Copy out each line in the listing below where the word "metal" appears.

### Data in this exercise
—————
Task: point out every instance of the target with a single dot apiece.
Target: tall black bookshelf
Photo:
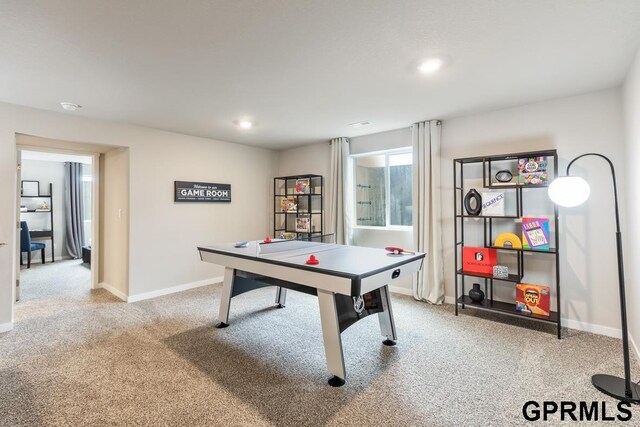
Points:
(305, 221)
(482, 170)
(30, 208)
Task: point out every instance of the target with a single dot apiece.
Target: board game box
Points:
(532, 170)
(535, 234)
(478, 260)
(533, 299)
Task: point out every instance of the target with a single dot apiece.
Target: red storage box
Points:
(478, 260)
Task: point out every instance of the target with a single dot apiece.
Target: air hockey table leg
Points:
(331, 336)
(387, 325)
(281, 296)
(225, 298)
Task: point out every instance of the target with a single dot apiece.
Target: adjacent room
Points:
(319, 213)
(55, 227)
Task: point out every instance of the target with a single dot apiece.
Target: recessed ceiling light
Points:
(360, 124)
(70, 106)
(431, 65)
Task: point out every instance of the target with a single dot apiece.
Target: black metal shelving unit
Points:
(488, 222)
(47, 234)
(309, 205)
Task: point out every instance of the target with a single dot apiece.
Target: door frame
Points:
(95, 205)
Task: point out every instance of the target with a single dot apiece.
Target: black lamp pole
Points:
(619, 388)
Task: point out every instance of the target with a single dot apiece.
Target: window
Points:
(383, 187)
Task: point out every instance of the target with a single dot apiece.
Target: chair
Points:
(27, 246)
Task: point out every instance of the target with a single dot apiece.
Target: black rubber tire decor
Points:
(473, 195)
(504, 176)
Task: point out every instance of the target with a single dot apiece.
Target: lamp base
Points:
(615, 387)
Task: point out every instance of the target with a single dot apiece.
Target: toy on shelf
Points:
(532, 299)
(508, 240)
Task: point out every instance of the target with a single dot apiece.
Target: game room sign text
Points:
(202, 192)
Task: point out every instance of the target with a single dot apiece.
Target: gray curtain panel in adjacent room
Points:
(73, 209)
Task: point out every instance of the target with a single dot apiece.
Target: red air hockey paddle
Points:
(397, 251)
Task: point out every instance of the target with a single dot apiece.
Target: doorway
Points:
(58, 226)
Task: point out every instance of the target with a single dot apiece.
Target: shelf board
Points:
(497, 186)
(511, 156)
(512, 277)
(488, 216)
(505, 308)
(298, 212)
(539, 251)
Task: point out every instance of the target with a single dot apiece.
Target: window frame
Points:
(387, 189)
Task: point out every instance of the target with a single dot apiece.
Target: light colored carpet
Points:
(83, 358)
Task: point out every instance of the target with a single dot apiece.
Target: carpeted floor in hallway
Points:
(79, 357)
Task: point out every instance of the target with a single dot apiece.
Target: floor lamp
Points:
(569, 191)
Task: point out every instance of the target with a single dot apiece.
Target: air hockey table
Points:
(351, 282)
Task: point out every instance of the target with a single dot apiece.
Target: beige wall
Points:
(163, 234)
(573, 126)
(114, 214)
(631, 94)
—————
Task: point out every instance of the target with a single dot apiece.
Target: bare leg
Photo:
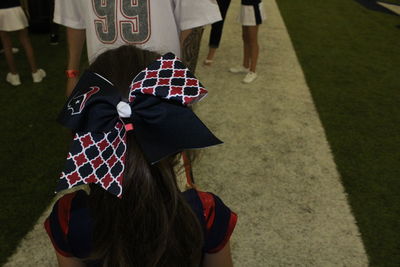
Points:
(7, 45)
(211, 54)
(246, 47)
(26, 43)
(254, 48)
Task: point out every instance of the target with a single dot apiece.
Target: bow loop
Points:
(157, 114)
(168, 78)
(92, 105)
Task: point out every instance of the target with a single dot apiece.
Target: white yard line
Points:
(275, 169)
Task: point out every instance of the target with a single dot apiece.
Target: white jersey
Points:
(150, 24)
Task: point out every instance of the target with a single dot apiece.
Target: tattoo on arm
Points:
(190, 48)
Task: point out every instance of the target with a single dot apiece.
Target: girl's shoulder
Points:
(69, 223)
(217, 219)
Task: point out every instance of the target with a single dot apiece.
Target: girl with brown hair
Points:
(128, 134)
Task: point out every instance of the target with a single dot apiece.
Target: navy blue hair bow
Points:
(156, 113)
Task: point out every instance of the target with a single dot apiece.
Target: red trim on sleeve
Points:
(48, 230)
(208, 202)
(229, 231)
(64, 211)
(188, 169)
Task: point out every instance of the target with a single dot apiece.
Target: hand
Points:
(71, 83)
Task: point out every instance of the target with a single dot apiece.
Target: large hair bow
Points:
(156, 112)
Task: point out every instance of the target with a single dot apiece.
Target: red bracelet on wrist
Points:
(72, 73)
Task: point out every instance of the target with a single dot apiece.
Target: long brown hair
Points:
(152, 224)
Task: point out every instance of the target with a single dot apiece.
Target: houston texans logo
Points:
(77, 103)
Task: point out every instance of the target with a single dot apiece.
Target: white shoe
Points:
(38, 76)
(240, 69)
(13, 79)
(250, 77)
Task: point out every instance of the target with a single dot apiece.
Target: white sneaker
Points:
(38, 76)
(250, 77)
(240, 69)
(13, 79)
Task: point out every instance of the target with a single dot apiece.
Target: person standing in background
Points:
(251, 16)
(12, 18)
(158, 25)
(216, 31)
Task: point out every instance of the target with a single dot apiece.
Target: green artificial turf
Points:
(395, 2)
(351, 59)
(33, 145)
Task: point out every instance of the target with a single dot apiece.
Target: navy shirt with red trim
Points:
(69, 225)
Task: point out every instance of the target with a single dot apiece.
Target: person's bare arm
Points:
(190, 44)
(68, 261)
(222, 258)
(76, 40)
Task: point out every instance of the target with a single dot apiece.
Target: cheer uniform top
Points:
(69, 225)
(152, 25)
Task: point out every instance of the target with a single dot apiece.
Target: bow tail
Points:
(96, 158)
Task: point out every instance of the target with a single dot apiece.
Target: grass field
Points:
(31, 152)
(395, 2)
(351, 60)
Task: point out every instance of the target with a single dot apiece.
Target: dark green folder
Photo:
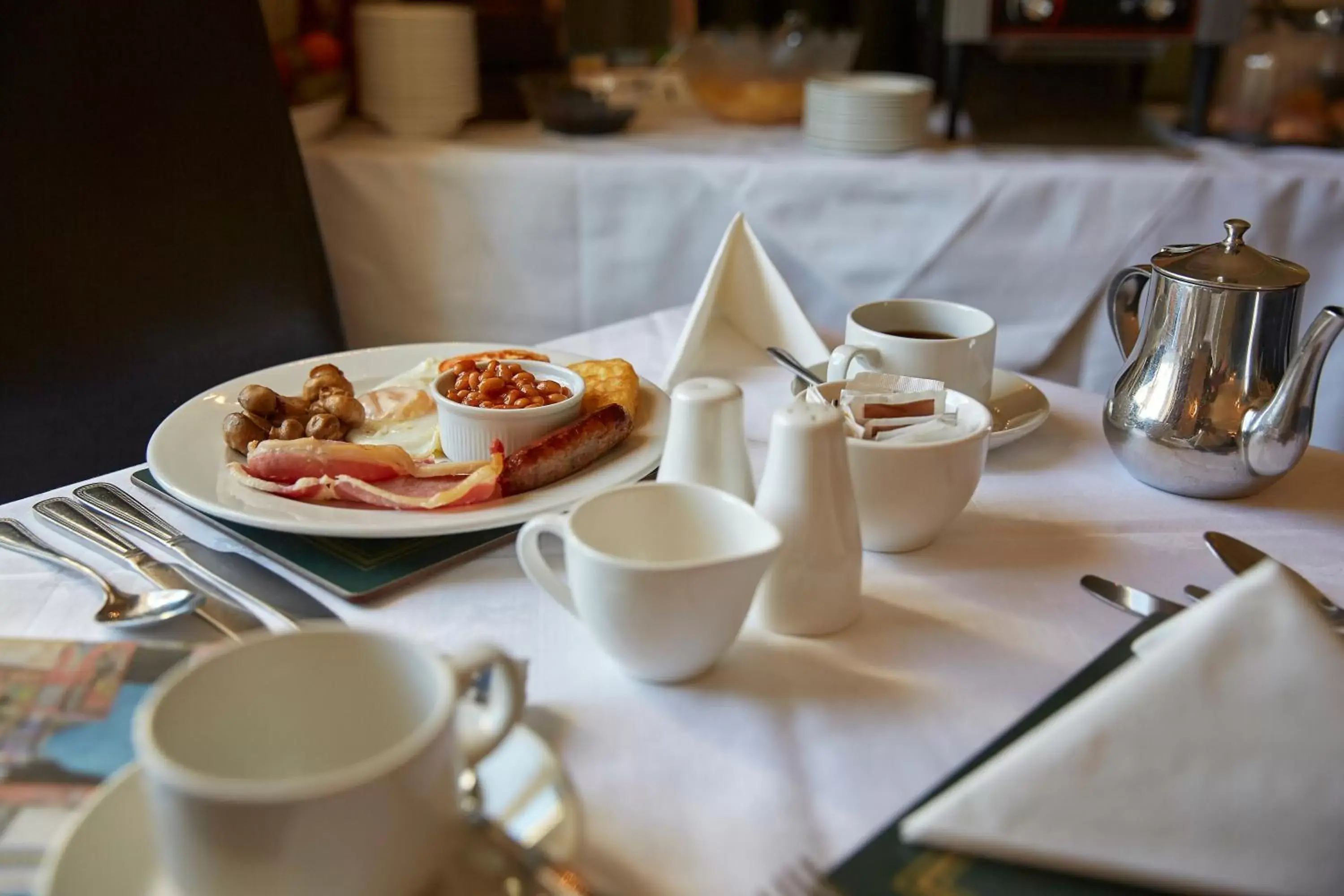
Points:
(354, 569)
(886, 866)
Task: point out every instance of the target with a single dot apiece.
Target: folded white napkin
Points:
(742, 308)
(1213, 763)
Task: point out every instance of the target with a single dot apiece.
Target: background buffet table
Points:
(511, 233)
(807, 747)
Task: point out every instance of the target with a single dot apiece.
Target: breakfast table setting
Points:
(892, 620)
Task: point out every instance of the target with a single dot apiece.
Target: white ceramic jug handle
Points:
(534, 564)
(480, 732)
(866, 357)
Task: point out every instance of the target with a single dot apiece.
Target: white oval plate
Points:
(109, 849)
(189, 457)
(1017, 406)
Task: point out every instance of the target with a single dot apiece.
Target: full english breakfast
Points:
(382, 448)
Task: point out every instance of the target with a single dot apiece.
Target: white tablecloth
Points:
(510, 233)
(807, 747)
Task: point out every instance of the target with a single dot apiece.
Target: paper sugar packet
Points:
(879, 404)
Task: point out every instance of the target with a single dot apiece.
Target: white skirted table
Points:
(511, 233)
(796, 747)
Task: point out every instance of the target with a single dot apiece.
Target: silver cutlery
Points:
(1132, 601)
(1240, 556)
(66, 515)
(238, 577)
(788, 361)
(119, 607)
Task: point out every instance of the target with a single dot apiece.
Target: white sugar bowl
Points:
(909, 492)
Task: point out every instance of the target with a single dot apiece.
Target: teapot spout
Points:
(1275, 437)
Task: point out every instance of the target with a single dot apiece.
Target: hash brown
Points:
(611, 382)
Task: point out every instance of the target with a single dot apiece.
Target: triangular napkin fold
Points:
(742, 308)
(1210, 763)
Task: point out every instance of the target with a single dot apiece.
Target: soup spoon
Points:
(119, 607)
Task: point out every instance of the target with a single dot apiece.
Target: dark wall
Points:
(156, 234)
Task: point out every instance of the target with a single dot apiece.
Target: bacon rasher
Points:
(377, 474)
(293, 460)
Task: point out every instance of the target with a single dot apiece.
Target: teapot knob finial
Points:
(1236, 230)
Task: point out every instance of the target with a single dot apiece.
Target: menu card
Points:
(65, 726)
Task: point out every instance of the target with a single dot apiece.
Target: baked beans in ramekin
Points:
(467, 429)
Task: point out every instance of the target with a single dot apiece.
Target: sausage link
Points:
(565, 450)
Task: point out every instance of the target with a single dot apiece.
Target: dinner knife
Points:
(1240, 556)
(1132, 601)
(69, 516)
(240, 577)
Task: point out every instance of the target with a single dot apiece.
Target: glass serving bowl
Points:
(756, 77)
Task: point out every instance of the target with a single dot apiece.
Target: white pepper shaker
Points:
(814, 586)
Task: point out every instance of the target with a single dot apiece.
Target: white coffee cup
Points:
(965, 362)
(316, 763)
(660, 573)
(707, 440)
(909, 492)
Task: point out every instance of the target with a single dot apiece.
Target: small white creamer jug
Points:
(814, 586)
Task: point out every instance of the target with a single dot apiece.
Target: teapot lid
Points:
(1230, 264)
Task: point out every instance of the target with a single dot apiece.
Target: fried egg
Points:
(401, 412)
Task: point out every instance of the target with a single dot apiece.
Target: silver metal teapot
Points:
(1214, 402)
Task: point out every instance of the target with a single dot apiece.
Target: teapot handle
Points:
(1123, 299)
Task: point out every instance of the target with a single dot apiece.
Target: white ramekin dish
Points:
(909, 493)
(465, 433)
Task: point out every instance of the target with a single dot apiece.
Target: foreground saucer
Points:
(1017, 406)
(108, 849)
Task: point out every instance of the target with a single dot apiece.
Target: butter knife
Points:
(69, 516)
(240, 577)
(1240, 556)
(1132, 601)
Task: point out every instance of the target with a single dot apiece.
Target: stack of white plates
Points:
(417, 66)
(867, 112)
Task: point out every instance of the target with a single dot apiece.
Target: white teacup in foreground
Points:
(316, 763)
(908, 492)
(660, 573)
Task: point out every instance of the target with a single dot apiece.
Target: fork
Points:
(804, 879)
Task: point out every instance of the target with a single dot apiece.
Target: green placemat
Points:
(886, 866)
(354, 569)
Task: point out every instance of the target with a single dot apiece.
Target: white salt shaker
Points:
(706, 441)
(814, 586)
—————
### Output for this task
Target: black metal shelving unit
Target: silver metal teapot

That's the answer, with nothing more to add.